## BEGIN DATA ENTRIES

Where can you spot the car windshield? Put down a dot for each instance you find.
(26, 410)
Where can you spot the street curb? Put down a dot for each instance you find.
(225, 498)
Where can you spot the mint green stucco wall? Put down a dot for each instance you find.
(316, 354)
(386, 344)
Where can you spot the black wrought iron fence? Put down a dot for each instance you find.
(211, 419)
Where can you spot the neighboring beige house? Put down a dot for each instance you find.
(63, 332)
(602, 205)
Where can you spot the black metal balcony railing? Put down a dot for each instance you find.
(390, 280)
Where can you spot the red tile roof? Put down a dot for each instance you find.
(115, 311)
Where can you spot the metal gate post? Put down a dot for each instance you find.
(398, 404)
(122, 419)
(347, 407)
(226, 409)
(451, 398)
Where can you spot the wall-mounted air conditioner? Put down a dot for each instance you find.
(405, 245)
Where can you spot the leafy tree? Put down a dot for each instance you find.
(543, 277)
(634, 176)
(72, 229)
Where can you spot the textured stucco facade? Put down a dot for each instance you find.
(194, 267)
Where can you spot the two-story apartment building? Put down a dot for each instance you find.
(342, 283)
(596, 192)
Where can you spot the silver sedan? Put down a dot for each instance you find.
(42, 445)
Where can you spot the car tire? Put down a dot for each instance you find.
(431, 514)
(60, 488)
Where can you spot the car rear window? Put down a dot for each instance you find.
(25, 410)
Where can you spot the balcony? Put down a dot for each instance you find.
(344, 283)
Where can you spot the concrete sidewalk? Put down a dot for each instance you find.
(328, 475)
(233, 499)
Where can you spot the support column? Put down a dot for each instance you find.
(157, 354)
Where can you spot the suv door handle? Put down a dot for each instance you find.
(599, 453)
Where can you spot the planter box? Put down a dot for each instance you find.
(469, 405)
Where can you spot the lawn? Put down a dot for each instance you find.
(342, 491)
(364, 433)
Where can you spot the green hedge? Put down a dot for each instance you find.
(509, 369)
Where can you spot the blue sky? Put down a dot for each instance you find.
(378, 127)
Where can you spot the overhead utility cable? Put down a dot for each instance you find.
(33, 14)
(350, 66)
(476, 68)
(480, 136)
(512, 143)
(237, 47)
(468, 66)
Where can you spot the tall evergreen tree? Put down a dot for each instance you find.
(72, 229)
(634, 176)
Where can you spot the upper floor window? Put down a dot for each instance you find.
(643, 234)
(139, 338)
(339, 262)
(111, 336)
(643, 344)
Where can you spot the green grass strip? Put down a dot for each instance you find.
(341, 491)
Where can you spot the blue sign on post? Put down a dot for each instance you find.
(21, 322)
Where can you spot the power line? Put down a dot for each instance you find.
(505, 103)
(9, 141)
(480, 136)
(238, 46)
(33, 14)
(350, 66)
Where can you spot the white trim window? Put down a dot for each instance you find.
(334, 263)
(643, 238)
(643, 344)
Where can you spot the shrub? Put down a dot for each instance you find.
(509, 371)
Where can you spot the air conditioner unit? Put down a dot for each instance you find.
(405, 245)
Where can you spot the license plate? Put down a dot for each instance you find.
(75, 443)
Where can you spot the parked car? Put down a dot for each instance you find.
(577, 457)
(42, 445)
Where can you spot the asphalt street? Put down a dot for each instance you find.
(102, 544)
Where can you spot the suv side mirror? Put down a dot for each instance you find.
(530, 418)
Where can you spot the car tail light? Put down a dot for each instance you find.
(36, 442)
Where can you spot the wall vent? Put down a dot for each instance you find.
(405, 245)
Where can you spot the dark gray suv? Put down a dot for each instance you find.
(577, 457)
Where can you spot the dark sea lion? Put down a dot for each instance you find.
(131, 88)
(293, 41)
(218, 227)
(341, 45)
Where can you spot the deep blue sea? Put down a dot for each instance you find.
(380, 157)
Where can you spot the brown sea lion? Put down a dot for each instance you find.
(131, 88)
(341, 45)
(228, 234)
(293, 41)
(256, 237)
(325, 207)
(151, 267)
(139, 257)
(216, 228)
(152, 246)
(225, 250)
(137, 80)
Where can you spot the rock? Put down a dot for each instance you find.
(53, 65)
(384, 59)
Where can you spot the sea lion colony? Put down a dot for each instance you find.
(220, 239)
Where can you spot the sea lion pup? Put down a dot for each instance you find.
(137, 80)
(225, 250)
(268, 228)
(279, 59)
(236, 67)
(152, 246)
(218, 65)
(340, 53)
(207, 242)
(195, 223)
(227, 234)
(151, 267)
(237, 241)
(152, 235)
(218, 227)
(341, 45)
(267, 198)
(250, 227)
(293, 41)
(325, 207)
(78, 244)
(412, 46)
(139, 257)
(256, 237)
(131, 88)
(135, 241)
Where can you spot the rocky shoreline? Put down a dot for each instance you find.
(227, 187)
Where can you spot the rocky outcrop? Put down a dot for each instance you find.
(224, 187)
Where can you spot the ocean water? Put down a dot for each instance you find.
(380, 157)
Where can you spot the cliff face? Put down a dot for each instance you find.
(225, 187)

## END DATA ENTRIES

Your task is to repeat each line of the material exactly.

◆ SOLUTION BELOW
Where can you spot the car windshield? Put down a dot for each instance you find.
(26, 410)
Where can you spot the street curb? Put down a dot for each instance you find.
(225, 498)
Where can you spot the mint green stucco wall? Put down a dot for each instance you find.
(316, 354)
(386, 344)
Where can you spot the black wrought iron fence? Put down a dot for each instance you find.
(211, 419)
Where can you spot the neighboring beige house? Put down a dot for each instance you find.
(63, 332)
(602, 205)
Where can you spot the black metal balcony railing? Put down a dot for each instance you find.
(390, 280)
Where can you spot the red tile roof? Put down a dot for each instance you find.
(115, 311)
Where can you spot the metal gate post? Put down a dot for each instance you find.
(398, 404)
(122, 419)
(347, 407)
(226, 409)
(451, 398)
Where can you spot the wall-mounted air conditioner? Put down a dot for each instance you find.
(405, 245)
Where can you spot the leafy tree? Put down a dot for each instance you find.
(543, 277)
(634, 176)
(72, 229)
Where can you spot the textured stucco facade? Put down a dot for each instance you find.
(194, 267)
Where can you spot the two-story apartment building? Put down a dot for each instance you find.
(342, 283)
(596, 192)
Where can you spot the silver sedan? Put down a dot for each instance you find.
(42, 445)
Where can you spot the car tire? Put down a dot for each instance you find.
(431, 514)
(60, 488)
Where can you spot the car rear window? Put down a dot for each instance you find.
(25, 410)
Where can you spot the balcony? Put down a dot for each instance you find.
(344, 283)
Where can you spot the concrete sidewalk? Put down a dot for each instance you find.
(328, 475)
(233, 499)
Where can you spot the support column? Put down a dot for each instance you find.
(157, 354)
Where can you spot the suv door handle? Put down a dot for each instance you find.
(599, 453)
Where can you spot the planter box? Put down a dot for each instance you find.
(469, 405)
Where can you spot the lawn? Put down a dot for each instance you find.
(342, 491)
(364, 433)
Where can you spot the green hedge? Put down a dot for each instance you find.
(509, 369)
Where can you spot the blue sky? Put down a dot for each instance you find.
(378, 127)
Where can you spot the overhead utility cable? Put down a dot for each instance you find.
(33, 14)
(350, 66)
(476, 68)
(480, 136)
(512, 143)
(237, 47)
(468, 66)
Where can you spot the tall evergreen tree? Put down a dot for each instance you find.
(72, 229)
(634, 176)
Where can you spot the upper floor window? Put down a dot for each instance you find.
(643, 234)
(139, 338)
(339, 262)
(111, 336)
(643, 344)
Where can you spot the green grass strip? Put down a dot for each instance you find.
(341, 491)
Where can you spot the blue sign on post? Put down a dot for each instance you find.
(21, 322)
Where can you spot the power line? Put down a dot for each instance you find.
(505, 103)
(9, 141)
(480, 136)
(238, 46)
(33, 14)
(350, 66)
Where can you spot the white trim window? Put down a dot for each instance you find.
(334, 263)
(643, 238)
(643, 344)
Where can you spot the shrub? Put down a dot for each instance you find.
(509, 371)
Where can you spot the air conditioner unit? Put down a dot for each instance you find.
(405, 245)
Where can you spot the license plate? Put down a dot for each instance you find.
(75, 443)
Where can you spot the parked car? Put down a dot for each instance you find.
(577, 457)
(42, 445)
Where can you spot the asphalt street? Put down a dot for each instance you find.
(102, 544)
Where can you spot the suv side mirror? Put down a dot for each instance you find.
(530, 418)
Where can you spot the car tail light? Put down a dot for each instance you find.
(36, 442)
Where can you spot the wall vent? Put down a dot for each instance you find.
(405, 245)
Where can you spot the dark gray suv? Put down a dot for each instance you find.
(577, 457)
Where can you spot the dark sea lion? Put down a dot for each instance you find.
(131, 88)
(293, 41)
(218, 227)
(341, 45)
Where can you spot the deep blue sea? Put down a dot for each instance you find.
(380, 157)
Where can you spot the brown sea lion? Put down a dot for each instance you find.
(131, 88)
(341, 45)
(228, 234)
(293, 41)
(256, 237)
(325, 207)
(151, 267)
(139, 257)
(216, 228)
(152, 246)
(225, 250)
(137, 80)
Where can you spot the rock? Put down a dot for each instance you find.
(53, 65)
(384, 59)
Where can you spot the sea lion colony? Put down a dot for each instance you find.
(220, 239)
Where can you spot the sea lion pup? Put down a dot for each instance you find.
(137, 80)
(225, 250)
(268, 228)
(279, 59)
(236, 67)
(152, 246)
(218, 65)
(340, 53)
(207, 242)
(195, 223)
(227, 234)
(151, 267)
(237, 241)
(152, 235)
(218, 227)
(341, 45)
(267, 198)
(250, 227)
(293, 41)
(325, 207)
(78, 244)
(412, 46)
(139, 257)
(256, 237)
(131, 88)
(135, 241)
Where can you spot the rocky shoreline? Put down a dot for each instance you find.
(227, 187)
Where can you spot the rocky outcrop? Put down a dot for each instance you find.
(224, 187)
Where can you spot the ocean water? Put down a dot for each instance you find.
(380, 157)
Where can you spot the cliff face? Put down a dot for each instance you find.
(225, 187)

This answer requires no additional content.